> [What is required] Rewrite every line of the items below as one numbered list, leaving out the blank lines.
─── Source material
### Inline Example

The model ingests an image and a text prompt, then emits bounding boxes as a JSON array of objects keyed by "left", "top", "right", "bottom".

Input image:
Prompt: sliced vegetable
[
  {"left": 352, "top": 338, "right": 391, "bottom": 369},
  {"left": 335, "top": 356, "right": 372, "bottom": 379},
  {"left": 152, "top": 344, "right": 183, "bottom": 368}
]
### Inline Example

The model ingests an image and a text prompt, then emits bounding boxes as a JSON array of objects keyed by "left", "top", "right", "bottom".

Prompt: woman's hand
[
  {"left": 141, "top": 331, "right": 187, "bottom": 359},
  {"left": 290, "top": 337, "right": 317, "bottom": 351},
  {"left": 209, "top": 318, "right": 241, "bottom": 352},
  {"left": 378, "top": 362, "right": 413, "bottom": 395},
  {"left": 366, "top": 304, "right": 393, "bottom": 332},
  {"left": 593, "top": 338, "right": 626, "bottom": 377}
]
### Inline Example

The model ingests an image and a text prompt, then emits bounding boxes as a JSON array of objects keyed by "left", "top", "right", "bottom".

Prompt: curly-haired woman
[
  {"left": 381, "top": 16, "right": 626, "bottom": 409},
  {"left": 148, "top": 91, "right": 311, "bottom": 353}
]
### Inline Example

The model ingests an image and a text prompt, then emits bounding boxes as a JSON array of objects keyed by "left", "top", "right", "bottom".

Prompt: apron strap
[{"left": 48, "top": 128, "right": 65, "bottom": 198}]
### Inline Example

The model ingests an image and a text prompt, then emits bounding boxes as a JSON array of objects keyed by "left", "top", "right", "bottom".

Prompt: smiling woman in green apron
──────
> [Solution for this task]
1. ### Inline Example
2. The model ingests an image and a text prompt, then emits bounding boxes as a JSON array of objects keyed by "left", "top", "right", "bottom".
3. Input image:
4. Prompt: sliced vegetable
5. [
6.   {"left": 352, "top": 338, "right": 391, "bottom": 369},
7.   {"left": 335, "top": 356, "right": 372, "bottom": 379},
8.   {"left": 152, "top": 344, "right": 183, "bottom": 368}
9. ]
10. ### Inline Example
11. The model ingests an image and a text prompt, then emits bounding boxes as a JSON array of objects keyed by "left", "top", "right", "bottom".
12. Prompt: woman's hand
13. [
14.   {"left": 141, "top": 331, "right": 187, "bottom": 359},
15.   {"left": 290, "top": 337, "right": 317, "bottom": 351},
16.   {"left": 209, "top": 318, "right": 241, "bottom": 352},
17.   {"left": 378, "top": 362, "right": 413, "bottom": 395},
18.   {"left": 366, "top": 304, "right": 393, "bottom": 332},
19.   {"left": 593, "top": 338, "right": 626, "bottom": 377}
20. ]
21. ### Inline Example
22. The model ingests an image and a text prompt, then emits bounding boxes as a JSON array of objects keyed by "left", "top", "right", "bottom".
23. Prompt: curly-haired woman
24. [
25.   {"left": 381, "top": 16, "right": 626, "bottom": 409},
26.   {"left": 148, "top": 91, "right": 311, "bottom": 353}
27. ]
28. ### Inline Example
29. The model ingests an image and a text prompt, then emits bounding boxes as a JSON array of objects keyed by "left", "top", "right", "bottom".
30. Prompt: apron strap
31. [{"left": 48, "top": 128, "right": 65, "bottom": 198}]
32. ### Inline Example
33. The model ingests an image and a text prompt, then emits bounding boxes as a JSON array of objects keyed by "left", "top", "right", "bottom".
34. Prompt: smiling woman in green apron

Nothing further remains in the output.